=== TEXT PROVIDED ===

I am trying to get the compiler to parallelize across 2 nested loops. This works as expected in fortran, but in C the compiler (pgcc v10.6) states that the inner loop is parallelizable, but does not parallelize it (only the outer loop). I’d be grateful for any advice on how to do this. The below simple example illustrates the problem.
Code:
20 #pragma accel region
21 {
22 #pragma acc for parallel, vector(16)
23 for (i = 0; i<N; i++)
24 {
25 #pragma acc for parallel, vector(16)
26 for (j = 0; j<N; j++)
27 {
28 b[i][j] = 2.*a[i][j];
29 }
30 }
31 }//end accel region
Compilation:
[agray3@fermi0 nested]$ pgcc -ta=nvidia:cc20 -Minfo:accel nested.c
main:
20, Generating copyout(b[0:255][0:255])
Generating copyin(a[0:255][0:255])
Generating compute capability 2.0 binary
23, Loop is parallelizable
Accelerator kernel generated
23, #pragma acc for parallel, vector(16)
CC 2.0 : 8 registers; 4 shared, 48 constant, 0 local memory bytes; 16 occupancy
26, Loop is parallelizable

=== STORED DATA ===

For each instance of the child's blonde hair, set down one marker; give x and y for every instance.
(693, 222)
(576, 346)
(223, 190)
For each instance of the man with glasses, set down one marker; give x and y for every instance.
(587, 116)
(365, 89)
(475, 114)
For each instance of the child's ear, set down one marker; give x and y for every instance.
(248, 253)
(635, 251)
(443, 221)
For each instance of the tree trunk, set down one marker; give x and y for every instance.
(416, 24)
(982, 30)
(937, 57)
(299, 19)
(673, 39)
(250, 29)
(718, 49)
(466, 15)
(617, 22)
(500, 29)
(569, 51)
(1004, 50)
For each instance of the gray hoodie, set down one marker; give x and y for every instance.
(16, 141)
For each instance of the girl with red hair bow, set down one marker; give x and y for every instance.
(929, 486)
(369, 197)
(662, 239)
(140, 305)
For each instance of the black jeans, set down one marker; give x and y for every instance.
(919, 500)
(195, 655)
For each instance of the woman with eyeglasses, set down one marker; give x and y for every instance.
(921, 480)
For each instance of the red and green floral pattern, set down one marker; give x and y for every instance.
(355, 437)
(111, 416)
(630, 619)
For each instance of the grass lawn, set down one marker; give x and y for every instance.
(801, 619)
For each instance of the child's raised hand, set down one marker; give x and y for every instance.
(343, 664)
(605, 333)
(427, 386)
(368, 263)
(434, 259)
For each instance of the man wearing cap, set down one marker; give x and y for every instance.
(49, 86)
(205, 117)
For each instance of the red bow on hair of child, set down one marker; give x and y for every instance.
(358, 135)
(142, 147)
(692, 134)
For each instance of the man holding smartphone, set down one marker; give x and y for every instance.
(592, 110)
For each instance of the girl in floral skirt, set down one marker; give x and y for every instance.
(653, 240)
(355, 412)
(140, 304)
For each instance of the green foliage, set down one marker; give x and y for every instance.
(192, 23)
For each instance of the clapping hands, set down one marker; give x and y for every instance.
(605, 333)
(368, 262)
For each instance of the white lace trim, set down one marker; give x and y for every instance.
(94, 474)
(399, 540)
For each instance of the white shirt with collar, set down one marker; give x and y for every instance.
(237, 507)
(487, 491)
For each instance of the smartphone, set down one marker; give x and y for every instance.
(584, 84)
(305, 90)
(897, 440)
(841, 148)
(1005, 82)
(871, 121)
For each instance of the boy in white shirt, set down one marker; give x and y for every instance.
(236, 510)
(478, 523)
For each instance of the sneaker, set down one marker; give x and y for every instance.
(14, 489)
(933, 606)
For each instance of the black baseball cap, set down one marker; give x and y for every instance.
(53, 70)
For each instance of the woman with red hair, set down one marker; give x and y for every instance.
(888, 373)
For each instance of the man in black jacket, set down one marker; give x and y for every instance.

===

# [WORK REQUIRED]
Write out everything in the post on parallelizing nested loops, from "23 for (i = 0;" down to "Generating copyin(a[0:255][0:255])".

# [WRITTEN RESPONSE]
23 for (i = 0; i<N; i++)
24 {
25 #pragma acc for parallel, vector(16)
26 for (j = 0; j<N; j++)
27 {
28 b[i][j] = 2.*a[i][j];
29 }
30 }
31 }//end accel region
Compilation:
[agray3@fermi0 nested]$ pgcc -ta=nvidia:cc20 -Minfo:accel nested.c
main:
20, Generating copyout(b[0:255][0:255])
Generating copyin(a[0:255][0:255])